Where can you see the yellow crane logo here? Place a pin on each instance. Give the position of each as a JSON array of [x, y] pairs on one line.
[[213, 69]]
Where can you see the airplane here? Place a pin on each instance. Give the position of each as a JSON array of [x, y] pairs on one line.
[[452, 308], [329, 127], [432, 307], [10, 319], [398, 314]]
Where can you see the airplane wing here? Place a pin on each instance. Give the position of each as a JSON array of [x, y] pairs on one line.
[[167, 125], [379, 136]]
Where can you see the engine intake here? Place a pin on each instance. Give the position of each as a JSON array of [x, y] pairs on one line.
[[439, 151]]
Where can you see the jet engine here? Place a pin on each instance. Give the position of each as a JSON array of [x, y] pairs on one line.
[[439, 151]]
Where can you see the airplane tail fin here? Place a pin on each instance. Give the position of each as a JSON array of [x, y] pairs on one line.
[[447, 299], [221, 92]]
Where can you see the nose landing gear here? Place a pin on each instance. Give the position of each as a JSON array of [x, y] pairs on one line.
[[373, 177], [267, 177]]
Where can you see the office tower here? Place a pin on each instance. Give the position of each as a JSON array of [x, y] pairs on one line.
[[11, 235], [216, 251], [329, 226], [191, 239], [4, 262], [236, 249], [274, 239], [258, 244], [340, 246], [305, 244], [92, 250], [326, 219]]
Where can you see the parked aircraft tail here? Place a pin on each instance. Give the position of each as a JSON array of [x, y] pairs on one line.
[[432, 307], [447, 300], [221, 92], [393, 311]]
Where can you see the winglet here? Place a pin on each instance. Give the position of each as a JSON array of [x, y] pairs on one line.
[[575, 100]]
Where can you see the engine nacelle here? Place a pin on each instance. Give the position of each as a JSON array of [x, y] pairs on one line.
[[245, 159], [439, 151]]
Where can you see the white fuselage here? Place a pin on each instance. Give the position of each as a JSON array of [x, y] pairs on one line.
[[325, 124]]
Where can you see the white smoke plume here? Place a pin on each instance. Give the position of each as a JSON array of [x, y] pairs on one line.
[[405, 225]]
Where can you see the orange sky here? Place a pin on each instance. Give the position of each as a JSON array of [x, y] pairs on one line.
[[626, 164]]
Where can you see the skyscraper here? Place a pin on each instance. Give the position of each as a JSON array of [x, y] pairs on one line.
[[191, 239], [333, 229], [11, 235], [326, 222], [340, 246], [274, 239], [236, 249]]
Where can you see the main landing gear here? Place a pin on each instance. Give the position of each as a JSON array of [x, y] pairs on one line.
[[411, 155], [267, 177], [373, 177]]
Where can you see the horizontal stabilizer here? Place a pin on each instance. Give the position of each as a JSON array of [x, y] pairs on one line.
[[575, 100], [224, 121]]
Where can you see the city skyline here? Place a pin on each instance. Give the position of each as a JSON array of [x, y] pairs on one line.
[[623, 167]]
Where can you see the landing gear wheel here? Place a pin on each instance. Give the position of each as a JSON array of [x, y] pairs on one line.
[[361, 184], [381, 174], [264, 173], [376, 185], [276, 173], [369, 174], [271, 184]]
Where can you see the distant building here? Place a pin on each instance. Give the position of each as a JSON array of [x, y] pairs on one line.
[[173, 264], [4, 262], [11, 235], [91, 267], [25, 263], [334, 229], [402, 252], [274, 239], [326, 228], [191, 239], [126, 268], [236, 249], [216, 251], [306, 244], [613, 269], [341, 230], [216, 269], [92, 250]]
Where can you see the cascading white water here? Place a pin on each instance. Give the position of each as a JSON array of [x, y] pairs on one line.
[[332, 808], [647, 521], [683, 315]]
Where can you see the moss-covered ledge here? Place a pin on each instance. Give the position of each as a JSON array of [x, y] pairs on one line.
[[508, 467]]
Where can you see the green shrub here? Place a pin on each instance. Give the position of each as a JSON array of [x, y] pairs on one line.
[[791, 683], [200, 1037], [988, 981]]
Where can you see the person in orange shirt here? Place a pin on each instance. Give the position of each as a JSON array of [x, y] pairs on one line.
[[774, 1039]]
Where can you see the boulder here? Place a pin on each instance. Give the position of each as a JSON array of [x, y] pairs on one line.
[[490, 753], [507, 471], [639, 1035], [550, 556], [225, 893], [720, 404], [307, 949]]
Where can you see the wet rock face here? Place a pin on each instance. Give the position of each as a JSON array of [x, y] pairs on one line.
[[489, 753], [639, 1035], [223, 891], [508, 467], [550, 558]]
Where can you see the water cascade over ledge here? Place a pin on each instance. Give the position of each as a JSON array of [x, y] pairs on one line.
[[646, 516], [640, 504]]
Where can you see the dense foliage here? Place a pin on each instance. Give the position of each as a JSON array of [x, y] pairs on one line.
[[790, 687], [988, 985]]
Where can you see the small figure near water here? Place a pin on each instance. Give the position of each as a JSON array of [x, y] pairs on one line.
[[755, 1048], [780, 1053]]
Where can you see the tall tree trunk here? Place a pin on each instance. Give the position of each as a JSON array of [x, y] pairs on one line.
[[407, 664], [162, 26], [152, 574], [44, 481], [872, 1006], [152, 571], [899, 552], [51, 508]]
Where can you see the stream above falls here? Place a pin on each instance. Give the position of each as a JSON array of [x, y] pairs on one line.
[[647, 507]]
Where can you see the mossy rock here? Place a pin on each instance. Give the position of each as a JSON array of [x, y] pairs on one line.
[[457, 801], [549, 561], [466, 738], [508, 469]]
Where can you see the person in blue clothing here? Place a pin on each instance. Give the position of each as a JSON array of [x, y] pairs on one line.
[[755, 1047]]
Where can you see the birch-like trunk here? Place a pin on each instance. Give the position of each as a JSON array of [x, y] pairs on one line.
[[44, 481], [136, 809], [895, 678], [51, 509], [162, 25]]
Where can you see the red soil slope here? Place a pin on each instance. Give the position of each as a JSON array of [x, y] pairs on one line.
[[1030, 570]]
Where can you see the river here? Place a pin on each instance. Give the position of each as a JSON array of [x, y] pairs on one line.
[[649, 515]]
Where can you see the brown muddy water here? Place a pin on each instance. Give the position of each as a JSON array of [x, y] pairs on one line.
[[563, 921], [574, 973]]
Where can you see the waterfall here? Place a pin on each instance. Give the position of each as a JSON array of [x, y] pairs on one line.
────────────────
Set problem =>
Please repeat all the records above, replacing "Place a pin" with "Put a marker" and leaving everything else unchanged.

Answer below =>
Where can you see the yellow crane logo here? Put a marker on each instance. Give the position of each as a JSON array of [x, y] pairs on one line.
[[213, 69]]
Where can you see the airplane here? Put a marker on each instance. Give the position of each as a JSON array of [x, y] pairs on one line.
[[452, 308], [329, 127], [432, 307], [10, 319], [398, 314]]
Where can you see the airplane wing here? Put a marker on each instance. Give the position of each as a JSON array of [x, y] pairs on one line.
[[167, 125], [379, 136]]
Where can you see the engine intake here? Put a marker on each instance. Give the position of each as a JSON array of [x, y] pairs on one line.
[[439, 151]]
Where can you see the jet engine here? Put a marker on each instance. Give the position of each as a JSON array of [x, y] pairs on one line.
[[439, 151]]
Where can you see the airplane tail fin here? Put a marker on each instance. Give the position of each as a JSON array of [x, y] pairs on one line.
[[447, 299], [221, 92]]
Where can you see the nose landing gear here? Put a marker on each instance. Give the position of each as a JSON array of [x, y] pairs on one line.
[[373, 177], [267, 177]]
Where can you see the office tower here? Put a marker on each instance. Give the position of each as a JSON array of [x, y] pairs on one line.
[[11, 235], [216, 251], [329, 226], [191, 239], [4, 262], [236, 249], [274, 239], [258, 244], [340, 246], [305, 244], [92, 250], [326, 219]]
Where can you see the parked aircraft tail here? Put a marker on each instance. Give the position of each as a JSON array of [x, y] pairs on one line.
[[432, 307], [447, 300], [221, 92], [393, 311]]
Where can you see the winglet here? Put a marker on each instance. Give the position of each as a JSON array of [x, y] pairs on one line.
[[575, 100]]
Where can you see the engine nacelle here? Put a marker on each instance. Give the position of each as a JSON array of [x, y] pairs on one line.
[[245, 159], [439, 151]]
Where can you see the white fuselage here? Put a marker on each instance. Give the position of each as a JSON array of [x, y] pairs on one line.
[[325, 124]]
Where can you see the white smoke plume here? Put a marker on each instance. Give the position of each as a JSON array of [x, y] pairs on one line.
[[405, 225]]
Where can you see the orange sky here? Put a marker on each instance. Give the position of each as a JSON array of [x, y] pairs on one line.
[[626, 164]]
Where can you see the skyscraper here? Put a marker on each instance. Give the position of each as a JSON array of [x, y] pairs on one line.
[[191, 239], [333, 229], [11, 235], [326, 222], [340, 246], [274, 239], [236, 249]]
Where can you see the main landing gear here? Put a marker on each instance. Give the position of each as a JSON array of [x, y] pairs on one line.
[[411, 155], [267, 177], [373, 177]]
Where can you see the horizontal stabilizer here? Put a marker on each instance. Give the position of each as a JSON array of [x, y] pairs on one line.
[[575, 100], [224, 121]]
Where can you see the city skyline here? Put a marker on each instance. Give the position of each as a JSON array of [x, y] pairs on one line.
[[623, 167]]
Where can you see the landing gear wheel here? Put a marker on each instance. Give the position of each as a JSON array of [x, y] pairs on one line.
[[361, 184], [381, 174], [264, 173], [376, 185], [276, 173], [369, 174], [271, 184]]
Where can you see the distant building here? Put a marker on each instance. Give the position of each as a JSON array of [x, y] pairs on one line.
[[173, 264], [4, 262], [11, 235], [91, 267], [25, 263], [334, 229], [402, 252], [274, 239], [326, 228], [191, 239], [126, 268], [236, 249], [216, 251], [306, 244], [613, 269], [341, 230], [216, 269], [92, 250]]
Where can you see the cascading white water here? Put a marker on each instance. Give the position of each as a JSON array of [x, y] pairs on one line.
[[332, 808], [647, 521], [683, 315]]
Where can you see the moss-covered ledge here? Put a marker on each instance. Give the position of each as a JSON array of [x, y] pairs on one line.
[[508, 467]]
Where can you see the green shrub here? Put a marker on each instance. Give the position of each as a JSON array of [x, y] pairs on one line.
[[791, 683], [200, 1037], [988, 981]]
Where can you see the person in orange shirt here? Put a marker on each instance. Give the position of each as a JSON array of [x, y] pairs on one line.
[[774, 1039]]
Where can you see the boulder here? Put a marker on each instance. Give the position of each as a JSON array of [x, y] pairs on one line.
[[490, 753], [507, 471], [639, 1035], [550, 556], [225, 893], [720, 404], [307, 949]]
Where can you see the wet rock face here? Put a marker on each instance. Give the position of each as a JSON array of [x, y] pairs on one line.
[[489, 753], [639, 1035], [223, 891], [508, 467], [550, 558]]
Where can you see the water cascade over ledge here? Put a marker on each instance. Give the position of each as a JSON array of [x, y] pairs on one line.
[[646, 516], [640, 504]]
Where can you see the dense foliage here? Put a marker on each instance. Give the position of each as a JSON array of [x, y] pairs on one line.
[[790, 687], [988, 985]]
Where can you see the small figure near water here? Put a marker on each instance. Give the position of each as a JSON array of [x, y] pairs on one line.
[[755, 1048], [780, 1053]]
Where can you see the tall tree trunk here? Put a marker on each instance. Give the position of each as a JSON array of [x, y] pairs on one line.
[[407, 664], [162, 26], [152, 574], [44, 481], [872, 1006], [152, 571], [899, 552], [51, 508]]
Where can you see the stream above falls here? Put a marker on each instance. Give the position of each as a JSON array of [x, y] pairs on one line.
[[647, 507]]
Where can you see the mossy rock here? Put a marker on each instance. Give the position of each as a JSON array of [x, y] pairs on one line.
[[457, 801], [549, 561], [466, 738], [508, 469]]
Where can you see the person in blue clothing here? Put a marker on each instance. Give the position of each as a JSON array of [x, y] pairs on one line.
[[755, 1047]]
Where can you see the birch-like trunk here? Put a marker on each instance. Give the position of each as a JSON array of [x, y] pairs on one line.
[[44, 481], [136, 809], [895, 678], [51, 509], [162, 25]]
Where can you see the red soil slope here? Put a marker on each instance. Give the position of each as a JSON array of [x, y] pairs on one line.
[[1030, 570]]
Where can you see the river here? Put a marker on each instance. Give the position of each as a JSON array of [x, y] pairs on one line.
[[649, 515]]
Where can you see the brown muddy water here? Put a marker on each instance. Give the position of each as a JSON array of [x, y] pairs on one line.
[[563, 921], [574, 973]]
Where can you see the waterfall here? Put a marker on each instance. Give the position of each as a JSON array of [x, y] pairs on one line.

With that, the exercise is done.